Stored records
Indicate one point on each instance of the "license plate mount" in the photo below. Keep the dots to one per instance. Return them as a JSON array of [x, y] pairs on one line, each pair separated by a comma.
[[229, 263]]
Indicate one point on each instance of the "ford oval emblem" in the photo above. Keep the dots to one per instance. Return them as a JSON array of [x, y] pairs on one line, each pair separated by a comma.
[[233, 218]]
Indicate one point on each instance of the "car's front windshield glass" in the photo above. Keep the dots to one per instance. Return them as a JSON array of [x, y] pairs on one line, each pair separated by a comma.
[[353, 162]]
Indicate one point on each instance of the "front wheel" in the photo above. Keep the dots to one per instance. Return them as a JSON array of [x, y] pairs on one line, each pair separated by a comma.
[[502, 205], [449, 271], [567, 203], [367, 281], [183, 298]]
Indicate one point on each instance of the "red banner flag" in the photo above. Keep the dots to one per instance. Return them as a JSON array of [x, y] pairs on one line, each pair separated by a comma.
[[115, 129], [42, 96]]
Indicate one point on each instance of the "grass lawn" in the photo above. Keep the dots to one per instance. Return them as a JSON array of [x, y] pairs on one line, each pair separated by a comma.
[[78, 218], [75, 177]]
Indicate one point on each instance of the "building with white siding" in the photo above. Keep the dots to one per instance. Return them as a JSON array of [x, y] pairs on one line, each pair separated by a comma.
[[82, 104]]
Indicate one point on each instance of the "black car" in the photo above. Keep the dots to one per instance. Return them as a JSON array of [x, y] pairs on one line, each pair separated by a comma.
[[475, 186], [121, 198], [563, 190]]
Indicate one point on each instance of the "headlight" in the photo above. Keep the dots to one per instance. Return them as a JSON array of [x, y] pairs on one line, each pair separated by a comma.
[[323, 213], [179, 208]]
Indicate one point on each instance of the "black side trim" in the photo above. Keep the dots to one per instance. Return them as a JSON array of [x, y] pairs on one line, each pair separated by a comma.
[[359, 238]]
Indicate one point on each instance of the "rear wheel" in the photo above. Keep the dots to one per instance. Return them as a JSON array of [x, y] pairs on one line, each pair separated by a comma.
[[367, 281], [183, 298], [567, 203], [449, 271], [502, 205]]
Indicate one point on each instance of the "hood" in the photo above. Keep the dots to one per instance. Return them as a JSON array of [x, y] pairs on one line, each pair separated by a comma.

## WORK REQUEST
The full data must appear again, retyped in every detail.

## YOUR RESPONSE
Indicate one point on each instance of the "license plate mount" in the photo below. Keep the dots to one per instance. Return them as a JSON array of [x, y] pairs on one line, each pair separated by a comma.
[[229, 263]]
Indicate one point on each instance of the "ford oval emblem" in the photo above. Keep the dots to one per instance. Return them as a JSON array of [x, y] pairs on one line, each pair separated by a comma.
[[233, 218]]
Indicate one point on each instance of the "car's front windshield glass" in the photo above. Keep the dots to one per instance. Return them as a JSON array of [x, y] pairs on one line, each pair separated by a comma.
[[353, 162]]
Indicate one point on each instance of the "front wheel" in the photo above. Keep the dots to one per instance. Return them as a JSON array of [x, y] pairs on one line, each pair separated by a comma.
[[502, 205], [449, 271], [567, 203], [367, 281], [183, 298]]
Indicate one point on each instance of the "red banner flag" in the photo above. Keep the dots to one per instance. Return them as a JSON array of [x, y] pairs on one line, each pair separated by a comma.
[[115, 129], [42, 96]]
Indicate one point on each instance of the "grass lawn" in the photo above. Keep the dots to one per instance. Return them as a JSON array of [x, y] pairs on one line, each pair separated by a comma.
[[78, 218], [75, 177]]
Indicate one point on each instance of the "building with white siding" in the photo above. Keep the dots to one per instance. Return them as a JSON array of [x, y] pairs on one line, each pair separated by a comma.
[[82, 104]]
Indicate one point on each instance of the "black car" in the photo above. Keep the dots to one per instance. Return them as a JSON array of [x, y] pairs on one line, each pair separated by a comma.
[[475, 186], [121, 198], [563, 190]]
Indicate one point on each instance of the "headlight" in the photo above. Keep the dots to one per instance. Return them as a JSON array of [x, y] pairs on one line, each pair separated by a comma.
[[323, 213], [179, 208]]
Indicate one point on each instance of the "black side trim" in the photo above. Keep the dots to one per instance. Return them as a JSON array of [x, y] pairs on one line, each pair separated by a comma.
[[359, 238]]
Indicate one point on each instance of the "rear wheel" in the photo above. Keep the dots to one per instance. Return them as a JSON array of [x, y] pairs on one line, each pair separated by a comma.
[[367, 281], [183, 298], [567, 203], [449, 271], [502, 205]]
Indicate one point on each instance of the "hood" in the photo above. Keep the dots to one per instance. Return them as a JSON array of [x, y] pairs on one line, each pair separated by a comma.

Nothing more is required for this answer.